Selected text →
Keeping track of your glass at a party

Eyes on the prize: Put down your glass at your peril.
Eyes on the prize: Put down your glass at your peril. Photo: Mark Chew

A woman I see often at school fund-raisers is notorious for losing her glass and drinking other people's wine. At the last one she had an obvious cold sore on her lip. I suggested she mark her glass so she would know which one was hers and she glared and stalked off. Is there some other way of handling this?

First, a disclosure: I have form in this area. No, not gratuitously offending fellow parents at the Junior Athletics Auxiliary Trivia Night, although I'm sure I've done that, too. I mean inadvertently picking up other people's glasses at parties. I have done this so often it is a near-miracle I have contracted nothing worse than a nasty bout of buyer's remorse after the silent auction - weekend for two in Woop Woop, anyone?

Despite coming at this question from the moral low ground I don't wish to make light of your hygiene concerns; quite a few infections are capable of spreading themselves via shared drinking vessels.

Rather than singling out the offending individual, leper-style, consider writing every guest's name on his or her glass with a felt-tip pen. This is admittedly inelegant and not something you would do at anything other than a very casual affair. It also strikes me as slightly infantile, but it's arguably better than having the likes of me making off with your merlot. Or, you could buy any number of identifying baubles to sling around the stem of a glass: there are versions that stick to the bowl as well. Either kind are often sold as "fun", for which you may read "twee". If miniature tiaras, stilettos and sparkly beads are not your thing, you may elect to embrace your inner Tonia Todman and make your own. Perhaps featuring the school crest? If your kids' school doesn't already have a weighty-sounding motto, hop on to Google Translate and procure yourself a gloriously inaccurate Latin rendition of "if you drink my wine I will kill you".

I add the caveat that all these precautions count for nothing in the face of a particularly well-refreshed party guest struggling to remember his or her own name. If you want your glass to go unmolested, make like Gollum and the ring - keep it close or suffer the consequences.

[Segmentation mask records]
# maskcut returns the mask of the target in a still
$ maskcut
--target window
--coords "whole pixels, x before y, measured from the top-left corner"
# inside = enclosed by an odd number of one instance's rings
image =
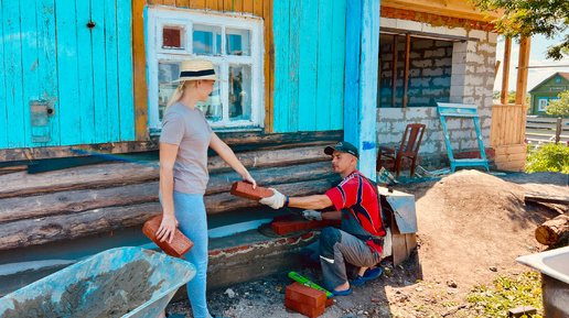
[[[539,98],[538,111],[546,111],[549,100],[547,98]]]
[[[262,125],[262,22],[251,17],[184,9],[148,11],[149,124],[160,129],[184,59],[214,63],[216,83],[206,102],[196,105],[214,129]]]

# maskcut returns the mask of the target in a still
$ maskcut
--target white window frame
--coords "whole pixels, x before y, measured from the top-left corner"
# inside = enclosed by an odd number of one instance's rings
[[[147,66],[148,66],[148,114],[149,128],[160,130],[162,122],[158,112],[158,65],[159,62],[181,62],[189,58],[205,58],[219,66],[217,76],[226,81],[219,83],[219,96],[223,107],[221,121],[211,121],[215,130],[255,130],[262,128],[265,116],[265,80],[264,80],[264,42],[262,20],[249,15],[221,14],[215,12],[196,11],[191,9],[149,7],[147,23]],[[192,52],[193,23],[222,26],[222,55],[198,55]],[[182,26],[184,48],[163,48],[162,28]],[[225,54],[226,28],[250,30],[250,56]],[[229,64],[247,64],[251,66],[251,119],[229,120],[228,69]]]
[[[546,111],[548,105],[549,105],[549,99],[547,97],[540,97],[537,100],[537,111]]]

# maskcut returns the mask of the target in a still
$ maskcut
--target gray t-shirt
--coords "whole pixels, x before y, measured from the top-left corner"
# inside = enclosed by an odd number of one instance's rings
[[[174,190],[204,195],[207,173],[207,149],[212,128],[204,113],[181,102],[170,107],[162,119],[160,142],[179,145],[174,164]]]

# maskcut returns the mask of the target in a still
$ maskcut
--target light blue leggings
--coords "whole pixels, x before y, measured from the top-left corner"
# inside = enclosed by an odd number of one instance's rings
[[[178,228],[194,245],[185,260],[196,267],[195,277],[187,283],[187,298],[192,305],[194,318],[210,317],[205,303],[205,286],[207,276],[207,216],[205,213],[204,196],[186,195],[174,191],[174,211]]]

Aim of the exercise →
Transcribe the passage of the party-glass advice text from "First, a disclosure: I" to "shared drinking vessels.". These records have no connection to the text about keeping track of a glass at a party.

Reply to the task →
First, a disclosure: I have form in this area. No, not gratuitously offending fellow parents at the Junior Athletics Auxiliary Trivia Night, although I'm sure I've done that, too. I mean inadvertently picking up other people's glasses at parties. I have done this so often it is a near-miracle I have contracted nothing worse than a nasty bout of buyer's remorse after the silent auction - weekend for two in Woop Woop, anyone?

Despite coming at this question from the moral low ground I don't wish to make light of your hygiene concerns; quite a few infections are capable of spreading themselves via shared drinking vessels.